[Records for bounding box labeling]

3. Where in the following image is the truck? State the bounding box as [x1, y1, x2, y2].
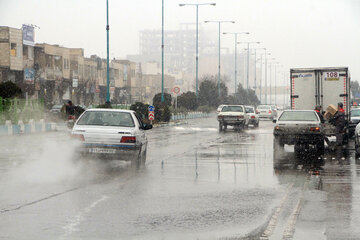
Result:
[290, 67, 355, 139]
[274, 67, 350, 165]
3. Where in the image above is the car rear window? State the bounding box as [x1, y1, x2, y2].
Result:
[351, 109, 360, 117]
[221, 106, 244, 112]
[257, 105, 270, 109]
[279, 112, 319, 121]
[77, 111, 135, 127]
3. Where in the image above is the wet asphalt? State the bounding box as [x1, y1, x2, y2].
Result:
[0, 116, 360, 239]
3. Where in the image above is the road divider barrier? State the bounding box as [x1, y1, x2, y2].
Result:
[170, 112, 210, 121]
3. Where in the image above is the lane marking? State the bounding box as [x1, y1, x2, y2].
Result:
[282, 179, 309, 240]
[0, 187, 81, 213]
[63, 195, 109, 237]
[260, 183, 294, 240]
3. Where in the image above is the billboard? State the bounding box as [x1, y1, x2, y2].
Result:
[22, 24, 35, 46]
[24, 68, 35, 84]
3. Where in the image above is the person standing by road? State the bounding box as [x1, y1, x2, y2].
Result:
[315, 105, 324, 123]
[329, 102, 346, 158]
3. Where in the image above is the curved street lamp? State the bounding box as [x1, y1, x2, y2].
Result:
[179, 3, 216, 97]
[238, 42, 260, 90]
[223, 32, 250, 94]
[205, 21, 235, 97]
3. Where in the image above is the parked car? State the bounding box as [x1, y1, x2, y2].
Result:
[49, 104, 63, 114]
[217, 105, 249, 132]
[256, 105, 277, 120]
[71, 108, 152, 162]
[355, 124, 360, 158]
[245, 106, 259, 127]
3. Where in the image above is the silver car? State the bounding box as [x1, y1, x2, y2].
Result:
[245, 106, 259, 127]
[71, 108, 152, 162]
[256, 105, 277, 120]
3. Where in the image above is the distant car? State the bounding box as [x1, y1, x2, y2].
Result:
[245, 106, 259, 127]
[49, 104, 63, 113]
[274, 110, 325, 167]
[217, 105, 249, 132]
[256, 105, 277, 120]
[349, 108, 360, 137]
[71, 108, 152, 162]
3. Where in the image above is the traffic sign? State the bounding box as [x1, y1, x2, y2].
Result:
[148, 105, 155, 112]
[149, 111, 155, 121]
[172, 87, 180, 94]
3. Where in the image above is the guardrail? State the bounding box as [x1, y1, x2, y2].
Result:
[0, 119, 58, 136]
[170, 112, 210, 121]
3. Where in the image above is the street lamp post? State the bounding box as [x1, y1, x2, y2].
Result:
[254, 48, 266, 93]
[106, 0, 110, 104]
[161, 0, 165, 102]
[257, 54, 264, 103]
[269, 58, 275, 105]
[223, 32, 249, 94]
[275, 63, 281, 105]
[238, 42, 260, 90]
[265, 50, 271, 104]
[205, 21, 235, 97]
[179, 3, 216, 96]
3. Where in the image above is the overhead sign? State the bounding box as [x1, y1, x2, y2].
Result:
[24, 68, 35, 84]
[149, 112, 155, 121]
[148, 105, 155, 112]
[22, 24, 35, 46]
[323, 72, 340, 81]
[73, 78, 79, 87]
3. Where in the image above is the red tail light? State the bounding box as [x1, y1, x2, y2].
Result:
[310, 127, 320, 132]
[120, 136, 136, 143]
[71, 134, 85, 141]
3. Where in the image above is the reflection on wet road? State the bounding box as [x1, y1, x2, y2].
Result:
[0, 118, 360, 239]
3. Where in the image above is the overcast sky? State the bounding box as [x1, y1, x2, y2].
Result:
[0, 0, 360, 80]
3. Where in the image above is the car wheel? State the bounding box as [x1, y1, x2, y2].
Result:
[136, 146, 146, 168]
[273, 136, 285, 160]
[316, 139, 325, 155]
[355, 144, 360, 159]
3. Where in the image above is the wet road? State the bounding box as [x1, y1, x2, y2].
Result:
[0, 118, 360, 239]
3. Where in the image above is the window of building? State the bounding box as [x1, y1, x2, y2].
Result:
[23, 45, 29, 60]
[10, 43, 16, 57]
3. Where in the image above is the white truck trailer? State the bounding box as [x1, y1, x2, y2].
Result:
[290, 67, 350, 136]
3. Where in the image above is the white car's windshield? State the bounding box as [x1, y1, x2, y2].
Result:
[221, 106, 244, 112]
[351, 109, 360, 117]
[77, 111, 135, 127]
[279, 111, 318, 121]
[245, 107, 254, 113]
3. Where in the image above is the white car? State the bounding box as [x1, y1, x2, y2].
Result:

[What to produce]:
Write out the records word for word, starting at the line that contains "3. Where in the image above is the white car's" and ending at the last line of the records.

[Result below]:
3. Where in the image above is the white car's windshield? State the bounding box as [x1, y1, x2, y2].
Result:
[221, 106, 244, 112]
[351, 109, 360, 117]
[77, 111, 135, 127]
[279, 111, 318, 121]
[245, 107, 254, 113]
3. Where in the image above is the white car? State the bounding box as [x1, y1, x2, y2].
Result:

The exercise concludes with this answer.